-- INFORMATION SUPPLIED follows --
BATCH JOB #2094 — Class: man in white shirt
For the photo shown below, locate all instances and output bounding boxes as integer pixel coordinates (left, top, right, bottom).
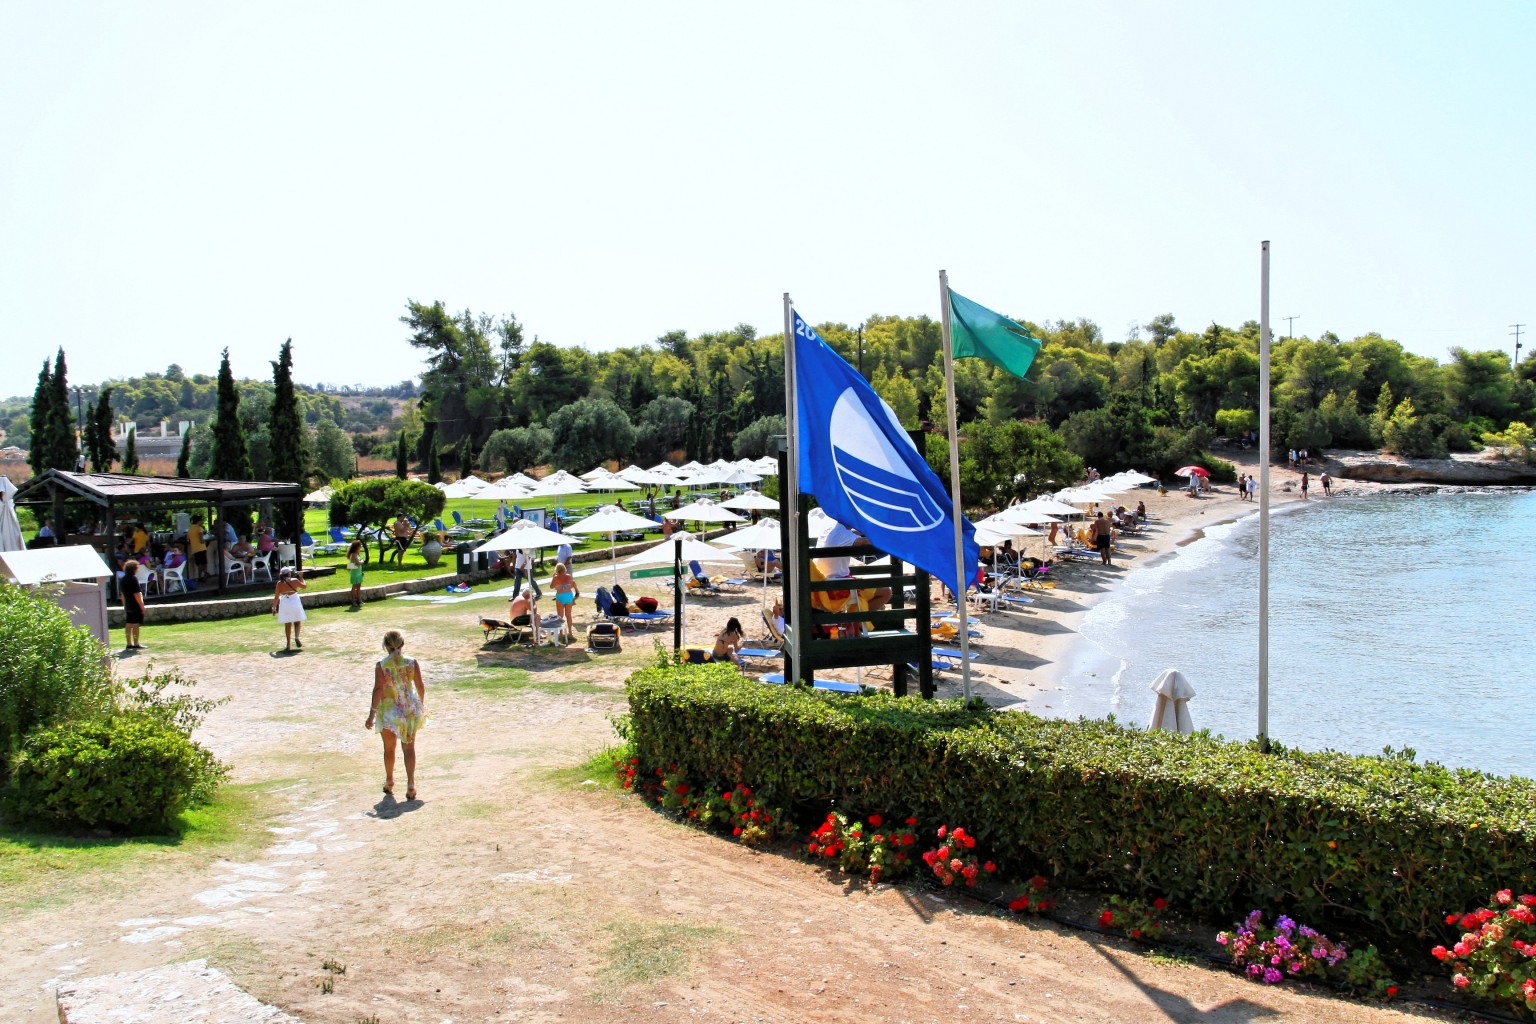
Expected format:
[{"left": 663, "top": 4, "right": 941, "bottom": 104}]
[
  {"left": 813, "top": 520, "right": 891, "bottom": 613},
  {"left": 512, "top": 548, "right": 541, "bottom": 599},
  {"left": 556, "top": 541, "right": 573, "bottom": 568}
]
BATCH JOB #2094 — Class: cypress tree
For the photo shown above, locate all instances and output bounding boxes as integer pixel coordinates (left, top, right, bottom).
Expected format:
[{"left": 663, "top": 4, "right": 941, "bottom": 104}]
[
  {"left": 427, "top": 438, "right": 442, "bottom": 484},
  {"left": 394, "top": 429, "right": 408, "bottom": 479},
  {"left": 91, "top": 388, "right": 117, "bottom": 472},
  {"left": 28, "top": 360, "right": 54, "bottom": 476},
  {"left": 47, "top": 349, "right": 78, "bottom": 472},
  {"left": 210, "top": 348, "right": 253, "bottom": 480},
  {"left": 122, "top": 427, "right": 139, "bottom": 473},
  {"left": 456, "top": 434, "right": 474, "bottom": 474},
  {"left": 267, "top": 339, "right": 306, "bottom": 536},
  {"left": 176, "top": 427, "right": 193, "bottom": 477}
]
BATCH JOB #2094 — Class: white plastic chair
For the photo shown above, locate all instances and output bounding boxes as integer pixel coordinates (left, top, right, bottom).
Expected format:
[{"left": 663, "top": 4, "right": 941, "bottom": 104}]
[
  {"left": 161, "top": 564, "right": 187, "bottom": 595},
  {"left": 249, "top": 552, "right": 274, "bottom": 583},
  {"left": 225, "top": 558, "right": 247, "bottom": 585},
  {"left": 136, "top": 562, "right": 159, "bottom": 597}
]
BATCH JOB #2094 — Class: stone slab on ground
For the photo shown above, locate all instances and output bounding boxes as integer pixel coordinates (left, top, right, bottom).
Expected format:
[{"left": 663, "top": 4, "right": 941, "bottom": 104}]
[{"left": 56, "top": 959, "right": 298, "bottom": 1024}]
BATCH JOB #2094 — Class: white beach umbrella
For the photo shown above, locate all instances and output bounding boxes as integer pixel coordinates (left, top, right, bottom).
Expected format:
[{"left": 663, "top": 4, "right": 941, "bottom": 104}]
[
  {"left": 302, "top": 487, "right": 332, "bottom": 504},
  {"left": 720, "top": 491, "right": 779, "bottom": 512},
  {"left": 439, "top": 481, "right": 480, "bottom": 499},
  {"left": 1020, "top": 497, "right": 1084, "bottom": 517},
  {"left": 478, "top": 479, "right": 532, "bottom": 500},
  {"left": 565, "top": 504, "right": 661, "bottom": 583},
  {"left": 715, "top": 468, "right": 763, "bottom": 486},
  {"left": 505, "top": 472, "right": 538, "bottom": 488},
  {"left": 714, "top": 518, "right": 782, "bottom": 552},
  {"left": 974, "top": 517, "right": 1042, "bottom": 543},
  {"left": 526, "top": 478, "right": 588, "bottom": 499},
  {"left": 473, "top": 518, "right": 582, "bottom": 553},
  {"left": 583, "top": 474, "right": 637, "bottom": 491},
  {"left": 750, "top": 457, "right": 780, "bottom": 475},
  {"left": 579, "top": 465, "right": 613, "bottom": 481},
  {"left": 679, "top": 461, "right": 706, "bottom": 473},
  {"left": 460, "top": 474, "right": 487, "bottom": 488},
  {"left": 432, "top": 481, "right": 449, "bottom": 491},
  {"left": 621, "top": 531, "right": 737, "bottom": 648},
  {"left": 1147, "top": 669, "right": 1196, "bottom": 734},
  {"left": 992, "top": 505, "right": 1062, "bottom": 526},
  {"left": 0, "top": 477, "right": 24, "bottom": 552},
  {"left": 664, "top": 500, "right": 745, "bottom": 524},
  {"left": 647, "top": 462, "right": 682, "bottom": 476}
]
-- INFORMATION SUPPLIED concluded --
-- INFORMATION SUPPLIED follows --
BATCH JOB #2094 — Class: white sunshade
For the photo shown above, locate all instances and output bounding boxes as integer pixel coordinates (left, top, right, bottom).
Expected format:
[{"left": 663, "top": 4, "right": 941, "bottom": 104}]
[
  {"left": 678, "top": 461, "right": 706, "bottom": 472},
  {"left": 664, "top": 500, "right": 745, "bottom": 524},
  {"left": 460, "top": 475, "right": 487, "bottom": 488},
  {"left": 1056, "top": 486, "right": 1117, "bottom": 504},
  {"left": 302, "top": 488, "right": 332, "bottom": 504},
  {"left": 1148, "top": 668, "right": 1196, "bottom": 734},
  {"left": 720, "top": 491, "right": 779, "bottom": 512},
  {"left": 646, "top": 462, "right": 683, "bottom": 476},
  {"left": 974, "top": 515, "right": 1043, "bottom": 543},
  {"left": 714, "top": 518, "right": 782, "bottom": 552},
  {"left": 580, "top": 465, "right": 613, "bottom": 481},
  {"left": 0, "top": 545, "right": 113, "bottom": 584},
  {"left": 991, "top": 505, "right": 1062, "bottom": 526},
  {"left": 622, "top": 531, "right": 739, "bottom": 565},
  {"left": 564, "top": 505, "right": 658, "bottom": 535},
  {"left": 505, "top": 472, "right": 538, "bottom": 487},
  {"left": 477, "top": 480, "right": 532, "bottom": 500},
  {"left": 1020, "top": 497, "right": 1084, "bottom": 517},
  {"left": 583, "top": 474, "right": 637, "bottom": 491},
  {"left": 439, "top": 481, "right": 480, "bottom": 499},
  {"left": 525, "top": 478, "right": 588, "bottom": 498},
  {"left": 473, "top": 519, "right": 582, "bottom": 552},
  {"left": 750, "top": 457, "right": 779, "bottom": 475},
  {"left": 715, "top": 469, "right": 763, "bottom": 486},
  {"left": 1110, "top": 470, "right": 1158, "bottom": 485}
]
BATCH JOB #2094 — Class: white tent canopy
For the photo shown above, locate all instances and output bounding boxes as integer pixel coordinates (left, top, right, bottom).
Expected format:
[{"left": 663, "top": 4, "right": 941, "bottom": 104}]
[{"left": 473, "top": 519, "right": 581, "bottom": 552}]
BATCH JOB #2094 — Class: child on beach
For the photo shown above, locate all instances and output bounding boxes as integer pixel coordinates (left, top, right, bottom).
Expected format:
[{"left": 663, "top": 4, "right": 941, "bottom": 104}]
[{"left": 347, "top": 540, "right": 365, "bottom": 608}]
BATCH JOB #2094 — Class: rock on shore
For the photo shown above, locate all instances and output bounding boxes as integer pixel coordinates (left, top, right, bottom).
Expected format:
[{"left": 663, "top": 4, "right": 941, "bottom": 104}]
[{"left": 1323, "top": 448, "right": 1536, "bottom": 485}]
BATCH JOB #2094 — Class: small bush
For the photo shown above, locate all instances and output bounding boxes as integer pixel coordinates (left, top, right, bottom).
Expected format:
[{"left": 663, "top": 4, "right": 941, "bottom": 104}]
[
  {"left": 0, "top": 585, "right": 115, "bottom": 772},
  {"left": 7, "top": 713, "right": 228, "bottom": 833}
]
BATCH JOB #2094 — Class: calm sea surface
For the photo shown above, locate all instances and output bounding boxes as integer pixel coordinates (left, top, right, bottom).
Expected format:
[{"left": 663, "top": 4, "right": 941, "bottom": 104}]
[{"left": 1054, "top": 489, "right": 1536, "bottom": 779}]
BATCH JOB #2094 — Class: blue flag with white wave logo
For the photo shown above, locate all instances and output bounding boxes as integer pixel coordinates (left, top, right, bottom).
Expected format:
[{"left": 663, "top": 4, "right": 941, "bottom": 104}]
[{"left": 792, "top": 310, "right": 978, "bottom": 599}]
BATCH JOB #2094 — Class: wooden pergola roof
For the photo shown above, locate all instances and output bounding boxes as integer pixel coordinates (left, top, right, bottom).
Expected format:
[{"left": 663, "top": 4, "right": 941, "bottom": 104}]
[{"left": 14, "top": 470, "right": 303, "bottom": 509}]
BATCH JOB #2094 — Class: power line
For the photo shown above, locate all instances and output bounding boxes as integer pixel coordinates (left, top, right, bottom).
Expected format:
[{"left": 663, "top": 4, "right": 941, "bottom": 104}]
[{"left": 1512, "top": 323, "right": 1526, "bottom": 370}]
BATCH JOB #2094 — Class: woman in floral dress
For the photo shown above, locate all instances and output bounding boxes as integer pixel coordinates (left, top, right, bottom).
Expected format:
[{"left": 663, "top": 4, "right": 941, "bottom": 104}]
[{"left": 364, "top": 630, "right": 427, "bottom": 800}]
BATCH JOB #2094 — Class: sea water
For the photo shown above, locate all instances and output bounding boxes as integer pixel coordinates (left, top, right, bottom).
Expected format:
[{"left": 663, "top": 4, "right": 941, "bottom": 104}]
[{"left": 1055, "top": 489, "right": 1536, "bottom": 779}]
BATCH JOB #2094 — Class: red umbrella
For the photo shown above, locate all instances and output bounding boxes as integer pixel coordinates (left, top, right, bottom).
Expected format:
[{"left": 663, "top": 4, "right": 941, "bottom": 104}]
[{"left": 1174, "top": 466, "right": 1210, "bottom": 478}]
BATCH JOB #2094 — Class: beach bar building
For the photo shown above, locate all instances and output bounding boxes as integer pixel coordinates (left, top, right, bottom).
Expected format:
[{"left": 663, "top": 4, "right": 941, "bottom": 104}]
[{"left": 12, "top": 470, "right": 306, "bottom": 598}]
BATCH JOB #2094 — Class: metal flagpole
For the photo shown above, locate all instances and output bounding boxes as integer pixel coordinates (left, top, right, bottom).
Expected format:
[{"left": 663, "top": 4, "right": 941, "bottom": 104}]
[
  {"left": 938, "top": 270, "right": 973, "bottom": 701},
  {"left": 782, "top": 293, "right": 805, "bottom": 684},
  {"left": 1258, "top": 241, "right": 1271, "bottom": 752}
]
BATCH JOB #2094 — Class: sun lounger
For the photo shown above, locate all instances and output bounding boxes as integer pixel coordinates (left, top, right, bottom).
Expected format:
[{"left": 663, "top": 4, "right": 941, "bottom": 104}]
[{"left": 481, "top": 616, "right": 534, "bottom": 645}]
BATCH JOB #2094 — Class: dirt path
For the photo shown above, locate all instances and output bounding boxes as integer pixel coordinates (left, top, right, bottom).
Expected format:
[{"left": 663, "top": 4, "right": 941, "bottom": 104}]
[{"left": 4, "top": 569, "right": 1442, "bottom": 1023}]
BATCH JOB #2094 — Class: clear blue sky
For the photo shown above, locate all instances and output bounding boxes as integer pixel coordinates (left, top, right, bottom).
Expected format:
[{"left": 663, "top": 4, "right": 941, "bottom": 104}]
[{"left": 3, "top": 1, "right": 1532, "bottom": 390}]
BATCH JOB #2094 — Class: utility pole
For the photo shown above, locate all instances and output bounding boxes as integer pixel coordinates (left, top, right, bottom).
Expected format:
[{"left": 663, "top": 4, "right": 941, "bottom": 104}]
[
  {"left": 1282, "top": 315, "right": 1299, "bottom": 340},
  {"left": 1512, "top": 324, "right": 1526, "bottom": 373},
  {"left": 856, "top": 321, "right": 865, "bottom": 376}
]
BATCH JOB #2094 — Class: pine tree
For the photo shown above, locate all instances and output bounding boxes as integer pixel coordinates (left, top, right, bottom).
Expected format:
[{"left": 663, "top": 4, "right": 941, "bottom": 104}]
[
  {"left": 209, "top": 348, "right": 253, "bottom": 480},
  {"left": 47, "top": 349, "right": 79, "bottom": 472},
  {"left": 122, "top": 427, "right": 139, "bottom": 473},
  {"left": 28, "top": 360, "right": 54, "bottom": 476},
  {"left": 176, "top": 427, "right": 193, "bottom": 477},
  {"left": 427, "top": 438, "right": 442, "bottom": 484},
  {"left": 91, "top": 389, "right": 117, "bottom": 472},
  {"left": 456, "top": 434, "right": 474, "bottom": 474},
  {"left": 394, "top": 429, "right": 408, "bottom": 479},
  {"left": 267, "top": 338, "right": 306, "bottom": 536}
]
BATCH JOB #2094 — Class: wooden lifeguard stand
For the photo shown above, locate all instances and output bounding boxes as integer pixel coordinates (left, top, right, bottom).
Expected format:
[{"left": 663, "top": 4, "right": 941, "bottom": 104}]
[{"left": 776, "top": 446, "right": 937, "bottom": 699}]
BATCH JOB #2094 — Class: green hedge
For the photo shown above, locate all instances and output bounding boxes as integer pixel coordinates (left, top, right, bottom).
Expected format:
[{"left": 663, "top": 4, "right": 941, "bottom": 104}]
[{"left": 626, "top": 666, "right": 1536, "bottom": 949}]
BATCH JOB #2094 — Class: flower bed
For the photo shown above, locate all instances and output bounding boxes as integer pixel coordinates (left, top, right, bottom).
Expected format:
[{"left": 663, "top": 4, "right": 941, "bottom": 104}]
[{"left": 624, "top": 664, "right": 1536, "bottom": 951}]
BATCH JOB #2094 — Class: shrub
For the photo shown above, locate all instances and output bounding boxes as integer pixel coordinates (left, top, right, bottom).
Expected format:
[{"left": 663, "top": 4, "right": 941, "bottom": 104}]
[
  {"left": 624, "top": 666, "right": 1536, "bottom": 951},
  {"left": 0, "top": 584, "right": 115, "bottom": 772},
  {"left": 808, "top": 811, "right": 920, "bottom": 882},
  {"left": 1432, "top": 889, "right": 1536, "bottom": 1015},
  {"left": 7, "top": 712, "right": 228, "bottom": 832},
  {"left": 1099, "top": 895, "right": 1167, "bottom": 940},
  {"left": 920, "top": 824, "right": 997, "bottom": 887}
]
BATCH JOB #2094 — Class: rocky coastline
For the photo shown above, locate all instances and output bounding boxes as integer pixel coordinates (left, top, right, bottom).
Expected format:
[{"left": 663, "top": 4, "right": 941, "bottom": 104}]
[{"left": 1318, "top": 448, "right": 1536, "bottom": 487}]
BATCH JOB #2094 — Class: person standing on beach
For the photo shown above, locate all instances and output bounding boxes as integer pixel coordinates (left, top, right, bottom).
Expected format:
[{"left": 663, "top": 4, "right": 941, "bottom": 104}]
-- INFORMATION SUPPLIED concluded --
-- INFORMATION SUPPLIED follows --
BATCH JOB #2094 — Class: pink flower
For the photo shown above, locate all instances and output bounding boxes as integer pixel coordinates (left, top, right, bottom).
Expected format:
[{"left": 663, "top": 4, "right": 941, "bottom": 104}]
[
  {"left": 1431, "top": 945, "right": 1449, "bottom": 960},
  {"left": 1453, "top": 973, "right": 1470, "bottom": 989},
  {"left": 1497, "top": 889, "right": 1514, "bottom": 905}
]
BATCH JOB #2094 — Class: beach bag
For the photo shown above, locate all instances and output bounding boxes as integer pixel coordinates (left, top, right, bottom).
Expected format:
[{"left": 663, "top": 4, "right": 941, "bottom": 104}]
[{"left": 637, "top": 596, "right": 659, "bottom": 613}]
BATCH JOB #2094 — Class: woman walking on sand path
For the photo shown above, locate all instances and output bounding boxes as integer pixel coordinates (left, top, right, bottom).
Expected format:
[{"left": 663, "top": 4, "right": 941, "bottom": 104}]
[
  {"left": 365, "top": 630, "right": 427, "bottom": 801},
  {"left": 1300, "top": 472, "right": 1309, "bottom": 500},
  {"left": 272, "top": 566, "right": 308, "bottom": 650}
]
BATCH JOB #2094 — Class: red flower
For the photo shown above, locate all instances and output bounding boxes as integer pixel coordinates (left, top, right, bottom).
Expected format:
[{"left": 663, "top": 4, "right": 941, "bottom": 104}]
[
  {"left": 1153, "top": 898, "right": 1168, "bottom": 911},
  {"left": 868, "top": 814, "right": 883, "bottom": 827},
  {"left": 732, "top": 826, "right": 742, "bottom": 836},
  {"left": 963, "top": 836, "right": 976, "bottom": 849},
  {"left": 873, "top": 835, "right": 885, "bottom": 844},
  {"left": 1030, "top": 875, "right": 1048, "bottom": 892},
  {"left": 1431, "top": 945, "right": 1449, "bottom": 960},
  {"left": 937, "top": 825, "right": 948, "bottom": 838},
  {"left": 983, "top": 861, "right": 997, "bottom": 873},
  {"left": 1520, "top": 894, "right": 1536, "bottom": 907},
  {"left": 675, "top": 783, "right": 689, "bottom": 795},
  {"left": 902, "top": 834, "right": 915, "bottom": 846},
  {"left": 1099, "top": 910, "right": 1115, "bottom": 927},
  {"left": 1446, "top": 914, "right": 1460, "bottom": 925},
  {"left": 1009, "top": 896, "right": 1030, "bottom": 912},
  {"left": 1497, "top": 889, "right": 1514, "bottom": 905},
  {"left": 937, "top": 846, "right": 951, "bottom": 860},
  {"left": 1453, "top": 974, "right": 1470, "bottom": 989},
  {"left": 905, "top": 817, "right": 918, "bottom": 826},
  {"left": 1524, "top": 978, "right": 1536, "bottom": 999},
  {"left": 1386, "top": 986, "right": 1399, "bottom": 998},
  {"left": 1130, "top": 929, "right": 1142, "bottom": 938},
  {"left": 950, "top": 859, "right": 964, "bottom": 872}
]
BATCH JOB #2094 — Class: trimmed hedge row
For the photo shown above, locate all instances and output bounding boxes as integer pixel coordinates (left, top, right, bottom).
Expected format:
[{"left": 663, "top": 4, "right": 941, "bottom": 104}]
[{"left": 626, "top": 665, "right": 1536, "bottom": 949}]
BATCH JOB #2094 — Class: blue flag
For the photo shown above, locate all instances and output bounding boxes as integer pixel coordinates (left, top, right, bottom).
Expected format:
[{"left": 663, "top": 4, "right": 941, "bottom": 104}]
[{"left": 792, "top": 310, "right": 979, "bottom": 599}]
-- INFORMATION SUPPLIED concluded --
WORK TO BE COMPLETED: Look above for the line with "BATCH JOB #2094 — Class: man in white shirt", then give again exactly every line from there through the line with "BATCH JOB #2094 — Class: cypress tree", skipping the pictures.

ANSWER FOR THIS EXERCISE:
BATCH JOB #2094 — Class: man in white shirt
For the photo shown below, locate all instances and output bounding boxes as integer pixel coordinates (left, top, right, bottom).
Expected format:
[{"left": 663, "top": 4, "right": 941, "bottom": 104}]
[
  {"left": 813, "top": 520, "right": 891, "bottom": 613},
  {"left": 512, "top": 548, "right": 541, "bottom": 599},
  {"left": 556, "top": 541, "right": 573, "bottom": 568}
]
BATCH JOB #2094 — Class: cypress tree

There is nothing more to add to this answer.